● Set exercise a
Rewrite the rows as a numbered list, running from the line that contains "For the benchmark, spot each instance of the white lettering" through the end of the rows, with both ends included and blank lines left out. List only those lines.

I guess music was in my family. My father was a musician, a singer. I remember an early experience with him, one evening when he was playing piano and we were all dancing around the room. He could play enough piano to make music for us, it was part of his thing. In fact, everyone in my family was trained in music; we all had to learn piano. My brother studied at a young age, so he was already playing; my sister studied too, but she eventually gave it up. The piano belonged to my mom's aunt -- it was an old Chickering that had been new in 1904. So people in my family were making music.

We had records in the house -- 78s at first, we still had those in the 1950s. I listened to Mozart when I was little, so I heard that music early.

San Francisco had a school, the Conservatory of Music, and in the early years, it focused on teaching kids to play. It grew more and more developed, and ultimately evolved to the college level and became a four-year school. My brother studied there when it was still small and located on Sacramento Street; later it moved to its present site on 19th Avenue.

My own preparatory training was good. I started piano at the Conservatory when I was eight -- I'd been playing a little already, and I asked for lessons. First I took group lessons; then after a year, I also took individual lessons from teachers. In the Saturday classes for groups, kids were given music theory and taught to sing and count. It was a progressive course, and there'd be an exam at the end of each year.


And as you got older ...?

Then the 60s came and society started falling apart. I stopped taking lessons when I was about 14 -- society was pretty chaotic at that time. I kind of missed not having any people a little older than me who could guide me -- there were only psychedelic hippies making music in the park. Of course, that in itself was a reaction to the straight world, to a leadership that was leading people astray -- the counterculture was trying to establish a society as an alternative to the mainstream.

The emphasis in school in the 50s early 60s had been on science -- Sputnik, "beat the Russians" -- and the colleges started emphasizing math and science. I was good at that but, when the Vietnam war got going, I realized its goals were ignoble and I gave up on that -- as well as a lot of other pursuits.


What kind of music were you listening to?

I was a teenager in the late 60s and early 70s, and was listening to the offerings of the counterculture: blues, rock and roll, guitars. I learned to play guitar well enough to play pop and rock and roll. I was still into music, but I didn't become a serious student till I resumed my study of music in 1970. I went back to the Conservatory at the college level for a year, then stopped for a couple years, but eventually I went for three more years.

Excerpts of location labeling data
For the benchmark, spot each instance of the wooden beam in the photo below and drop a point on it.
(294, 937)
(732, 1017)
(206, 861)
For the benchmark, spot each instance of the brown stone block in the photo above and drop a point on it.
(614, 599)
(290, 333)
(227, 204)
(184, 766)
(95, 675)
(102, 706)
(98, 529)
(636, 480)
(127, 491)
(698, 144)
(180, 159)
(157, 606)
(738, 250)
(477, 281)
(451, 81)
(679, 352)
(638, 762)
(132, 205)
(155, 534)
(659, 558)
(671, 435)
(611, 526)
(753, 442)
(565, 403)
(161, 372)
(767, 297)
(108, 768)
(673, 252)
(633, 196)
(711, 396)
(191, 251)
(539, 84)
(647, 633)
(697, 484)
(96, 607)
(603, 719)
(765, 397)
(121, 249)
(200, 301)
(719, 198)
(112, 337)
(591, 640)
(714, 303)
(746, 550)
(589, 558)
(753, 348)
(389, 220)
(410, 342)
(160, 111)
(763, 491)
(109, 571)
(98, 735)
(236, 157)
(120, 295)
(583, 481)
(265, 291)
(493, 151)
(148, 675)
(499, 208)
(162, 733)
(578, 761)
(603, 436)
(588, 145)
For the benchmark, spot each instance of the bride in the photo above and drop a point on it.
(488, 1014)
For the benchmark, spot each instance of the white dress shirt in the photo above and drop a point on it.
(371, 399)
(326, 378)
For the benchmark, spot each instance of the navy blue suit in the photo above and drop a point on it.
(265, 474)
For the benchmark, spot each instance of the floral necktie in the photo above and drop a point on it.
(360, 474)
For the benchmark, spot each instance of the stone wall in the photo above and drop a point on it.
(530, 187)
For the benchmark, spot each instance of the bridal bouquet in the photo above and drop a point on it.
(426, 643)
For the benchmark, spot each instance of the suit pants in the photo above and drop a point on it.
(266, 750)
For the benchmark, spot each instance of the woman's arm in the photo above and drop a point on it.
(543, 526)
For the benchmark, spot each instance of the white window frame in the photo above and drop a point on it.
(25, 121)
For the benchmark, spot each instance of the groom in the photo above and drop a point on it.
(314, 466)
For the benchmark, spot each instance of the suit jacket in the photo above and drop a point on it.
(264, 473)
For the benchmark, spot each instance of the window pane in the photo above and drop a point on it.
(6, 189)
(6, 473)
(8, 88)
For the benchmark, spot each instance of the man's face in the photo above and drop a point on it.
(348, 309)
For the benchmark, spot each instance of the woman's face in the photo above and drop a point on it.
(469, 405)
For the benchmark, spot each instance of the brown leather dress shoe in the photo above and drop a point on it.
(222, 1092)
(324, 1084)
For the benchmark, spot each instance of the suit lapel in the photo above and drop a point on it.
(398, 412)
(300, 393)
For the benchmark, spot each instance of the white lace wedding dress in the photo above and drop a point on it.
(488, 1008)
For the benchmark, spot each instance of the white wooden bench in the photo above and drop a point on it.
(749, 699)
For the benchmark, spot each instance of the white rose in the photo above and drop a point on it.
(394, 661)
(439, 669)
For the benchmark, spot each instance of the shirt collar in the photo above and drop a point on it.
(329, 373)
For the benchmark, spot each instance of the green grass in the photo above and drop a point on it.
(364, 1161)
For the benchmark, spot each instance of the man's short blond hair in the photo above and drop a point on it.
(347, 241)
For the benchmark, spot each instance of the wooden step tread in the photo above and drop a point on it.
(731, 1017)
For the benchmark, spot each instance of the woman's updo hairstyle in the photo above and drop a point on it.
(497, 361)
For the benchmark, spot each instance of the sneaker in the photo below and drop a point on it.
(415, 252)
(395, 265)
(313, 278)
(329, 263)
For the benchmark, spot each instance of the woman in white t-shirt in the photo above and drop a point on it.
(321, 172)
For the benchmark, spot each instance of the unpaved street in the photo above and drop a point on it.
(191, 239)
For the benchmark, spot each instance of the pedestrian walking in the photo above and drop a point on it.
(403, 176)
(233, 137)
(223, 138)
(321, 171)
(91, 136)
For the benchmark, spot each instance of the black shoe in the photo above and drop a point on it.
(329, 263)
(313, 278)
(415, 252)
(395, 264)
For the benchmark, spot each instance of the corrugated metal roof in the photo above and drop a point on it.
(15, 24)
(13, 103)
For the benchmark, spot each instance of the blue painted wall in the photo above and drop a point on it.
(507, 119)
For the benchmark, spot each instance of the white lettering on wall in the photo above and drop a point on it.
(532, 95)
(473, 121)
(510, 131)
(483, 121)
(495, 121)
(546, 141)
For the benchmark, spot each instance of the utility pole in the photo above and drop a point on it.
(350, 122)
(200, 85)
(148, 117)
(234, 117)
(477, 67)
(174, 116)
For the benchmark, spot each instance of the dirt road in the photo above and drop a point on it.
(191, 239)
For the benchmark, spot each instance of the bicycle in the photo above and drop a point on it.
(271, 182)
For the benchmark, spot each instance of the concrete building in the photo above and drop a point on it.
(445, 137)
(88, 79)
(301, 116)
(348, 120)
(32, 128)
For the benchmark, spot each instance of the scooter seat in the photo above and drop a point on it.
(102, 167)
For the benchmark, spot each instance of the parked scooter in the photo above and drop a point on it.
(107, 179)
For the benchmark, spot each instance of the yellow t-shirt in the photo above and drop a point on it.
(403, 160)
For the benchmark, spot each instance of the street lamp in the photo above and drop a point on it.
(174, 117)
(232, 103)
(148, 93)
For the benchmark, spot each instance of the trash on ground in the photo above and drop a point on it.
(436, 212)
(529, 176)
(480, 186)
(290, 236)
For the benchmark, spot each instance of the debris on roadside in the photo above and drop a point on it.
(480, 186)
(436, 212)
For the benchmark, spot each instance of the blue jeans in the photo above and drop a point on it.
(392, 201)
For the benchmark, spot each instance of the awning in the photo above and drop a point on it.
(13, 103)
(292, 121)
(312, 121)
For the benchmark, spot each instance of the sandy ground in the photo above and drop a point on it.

● Set exercise b
In the text on musical upbringing, in what year had the family's Chickering piano been new?

● Correct output a
1. For the benchmark, spot each instance of the white lettering on wall in the photo above and drop a point on it.
2. (532, 95)
3. (473, 121)
4. (510, 131)
5. (483, 121)
6. (495, 121)
7. (546, 141)
8. For the benchmark, spot each instance of the utility pole in the photo above and drop a point on it.
9. (350, 122)
10. (200, 85)
11. (148, 117)
12. (234, 117)
13. (477, 67)
14. (174, 116)
15. For the benchmark, spot each instance of the dirt road in the photo above and drop a point on it.
16. (191, 239)
17. For the benchmark, spot each instance of the bicycle in the photo above and drop a point on it.
18. (271, 182)
19. For the benchmark, spot each instance of the concrete building in the photo above and drop a point on it.
20. (445, 137)
21. (88, 79)
22. (301, 116)
23. (348, 120)
24. (32, 128)
25. For the benchmark, spot each instance of the scooter seat in the photo above and drop a point on it.
26. (102, 167)
27. For the benchmark, spot each instance of the parked scooter in the photo above and drop a point on it.
28. (107, 179)
29. For the benchmark, spot each instance of the yellow t-shirt in the photo above and drop a point on it.
30. (403, 160)
31. For the benchmark, spot each instance of the street lamp in the photo above and drop a point on it.
32. (174, 117)
33. (232, 103)
34. (148, 93)
35. For the benchmark, spot each instance of the trash on ground in the photo above and drop a point on it.
36. (436, 212)
37. (529, 176)
38. (480, 186)
39. (290, 236)
40. For the benchmark, spot each instance of the debris on roadside in the photo above and drop a point on it.
41. (480, 186)
42. (436, 212)
43. For the benchmark, spot each instance of the blue jeans in the photo above and drop a point on it.
44. (392, 201)
45. For the benchmark, spot each instance of the awning in the photo above and drop a point on it.
46. (13, 103)
47. (292, 121)
48. (312, 121)
49. For the benchmark, spot each instance of the sandy ground in the photo above and drop a point on it.

● Correct output b
1904